Korkusuz
Memduh Bayraktaroğlu

Kendini yüceltemeyeceğini sanıyor...

Fatih (Altaylı), başarılı bir genç televizyon gazetecisini konuk etmiş...

İzlememiştim...

Bahar Feyzan izlemiş ve Twitter hesabından Fatih’e cevap vermiş...

Fatih’ten öyle bir söylem beklemezmiş gibi şaşırmış...

Hatta öfkelenmiş de...



Fatih demiş ki:

“İşte burada zaten artık bir ben, bir sen, bir de Flu TV var...”.

Fatih’i tanıyan cümle âlem bilir ki bunun tercümesi şöyledir:

“Youtube platformunda sen, ben ve Flu TV’den geri kalanı bir b.ka yaramaz...”.





Tanırım...

Bilirim...

Fatih iyi bir gazetecidir...

Ama...

Kibirlidir...



Canlarım:

Kibir hastalıktır...

Ve...

Tüm dinlerde en büyük günahlardan biridir...

İyi değil, kötü insanlarda bulunur...

§ **Gösterilen veri**:
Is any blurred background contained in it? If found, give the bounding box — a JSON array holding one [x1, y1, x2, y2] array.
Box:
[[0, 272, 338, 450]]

§ **Verilen görev A**:
Alıntıya göre Bahar Feyzan, Fatih'e hangi yoldan cevap vermiş?
§ **Verilen görev B**:
Alıntıdaki "Fatih’i tanıyan cümle" ile "iyi bir gazetecidir..." arasındaki bölümü, iki uç da dahil, aynen yineleyin.

§ **Alıştırma yanıtı A**:
Twitter hesabından.

§ **Alıştırma yanıtı B**:
Fatih’i tanıyan cümle âlem bilir ki bunun tercümesi şöyledir:

“Youtube platformunda sen, ben ve Flu TV’den geri kalanı bir b.ka yaramaz...”.





Tanırım...

Bilirim...

Fatih iyi bir gazetecidir...